## ACTIONS TO TAKE
(A) Copy the rows below word for word, beginning at the line that contains "of the white" and ending with the last line of the rows.
(B) Write the next part of the article below about the Model Railroad Club of Toronto, picking up after its final sentence.

## SOURCE
####################

Model Railroad Club of Toronto opens its doors to the public

Members of the Model Railroad Club of Toronto may call it operations, but David MacLean admits it really is playing with model trains. But, the track in Liberty Village is not your average toy train, it's a miniature world.

"It's like a giant game," club member MacLean said. "Each car can be shipped to tasks and destinations."

Every inch of the 5,000 feet of track was built by hand. It has been under construction at its current location for 62 years.

The club was founded in 1938 by Borden Lilley and Harry Ebert. Originally located in Ebert's basement, the Model Railroad Club of Toronto moved to Toronto's Union Station.

When the Second World War ended the club moved to Liberty Village, into what once was a machine gun firing range, according to MacLean, and some pre-1946 pieces were moved and remain intact.

"The concept is set and has been since the 1950s," he said. "It's a fictitious railway called the Central Ontario Railway."

Every last inch of the model has meticulous detail. The ads on the sides of the buildings promote 5 cent cigarettes. The railway stations in the towns, from Lilleyburg to Ebertville, are spacious so lots of people can come and go as would have been the norm 60 years ago.

There are 700 freight cars, 100 passenger cars and 70 locomotives in the layout. Surrounding the tracks are highly detailed scenes of mountain climbers, waterways, and even a car-crash over an embankment.

####################

## THE INPUT
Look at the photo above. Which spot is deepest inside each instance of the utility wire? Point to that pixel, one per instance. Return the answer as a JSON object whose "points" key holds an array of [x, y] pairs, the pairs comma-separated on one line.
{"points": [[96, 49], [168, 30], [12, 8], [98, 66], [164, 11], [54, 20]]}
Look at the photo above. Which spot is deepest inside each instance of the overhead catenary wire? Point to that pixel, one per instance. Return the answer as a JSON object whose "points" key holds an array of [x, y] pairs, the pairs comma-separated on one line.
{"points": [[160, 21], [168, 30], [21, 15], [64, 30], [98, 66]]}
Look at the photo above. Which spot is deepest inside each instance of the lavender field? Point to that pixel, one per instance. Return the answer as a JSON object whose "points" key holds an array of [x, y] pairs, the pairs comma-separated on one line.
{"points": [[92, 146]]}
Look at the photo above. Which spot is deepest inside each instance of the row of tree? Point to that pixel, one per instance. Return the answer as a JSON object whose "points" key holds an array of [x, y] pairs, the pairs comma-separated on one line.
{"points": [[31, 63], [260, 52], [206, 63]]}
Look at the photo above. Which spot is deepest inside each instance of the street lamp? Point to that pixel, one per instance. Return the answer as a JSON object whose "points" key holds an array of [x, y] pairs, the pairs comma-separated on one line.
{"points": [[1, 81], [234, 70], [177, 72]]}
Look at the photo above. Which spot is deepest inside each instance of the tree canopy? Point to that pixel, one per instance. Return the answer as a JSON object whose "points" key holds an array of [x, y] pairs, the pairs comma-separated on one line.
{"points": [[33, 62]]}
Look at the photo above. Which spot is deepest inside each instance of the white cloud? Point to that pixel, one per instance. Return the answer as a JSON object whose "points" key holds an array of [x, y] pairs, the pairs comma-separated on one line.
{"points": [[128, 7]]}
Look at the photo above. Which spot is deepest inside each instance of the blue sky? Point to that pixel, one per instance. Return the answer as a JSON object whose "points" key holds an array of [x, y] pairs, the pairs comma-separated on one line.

####################

## OUTPUTS
(A)
Look at the photo above. Which spot is deepest inside each instance of the white cloud? Point to that pixel, one per instance. Return the answer as a JSON object whose "points" key holds an array of [x, y] pairs, the pairs comma-separated on one line.
{"points": [[128, 7]]}
Look at the photo above. Which spot is deepest inside each instance of the blue sky? Point to that pixel, one per instance. Return the answer as a JSON object whose "points" key holds an array of [x, y] pairs, the pairs comma-separated on one line.

(B)
It is all fully functional right down to the signals and lights. One person can run one train and it takes about 20 minutes for the trains to travel the scaled-down equivalent of 10 miles.

MacLean got involved through his father who first took him to an open house in 1970, when he was eight-years-old. He has been a member since 1990.

John Barton, known as the 'Trainman', at 80 is the club's oldest member.

"I've always like things that are scaled,' Barton said.

To say he simply likes the perfectly scaled models may be a bit of an understatement for a man who over the years has spent somewhere in the vicinity of 12,500 hours working on the track.

The Model Railroad Club of Toronto held its annual public open house on Feb. 10 and 17. A third open house is scheduled for Feb. 24 from noon to 4:30 p.m. Admission is $8 for adults, $5 for seniors and $4 for children. In addition, the club runs an operating session on the first Wednesday of every month which, MacLean said, the public is welcome to attend.

The club is located at 171 East Liberty Street, Unit 220 near the corner of Hanna Avenue.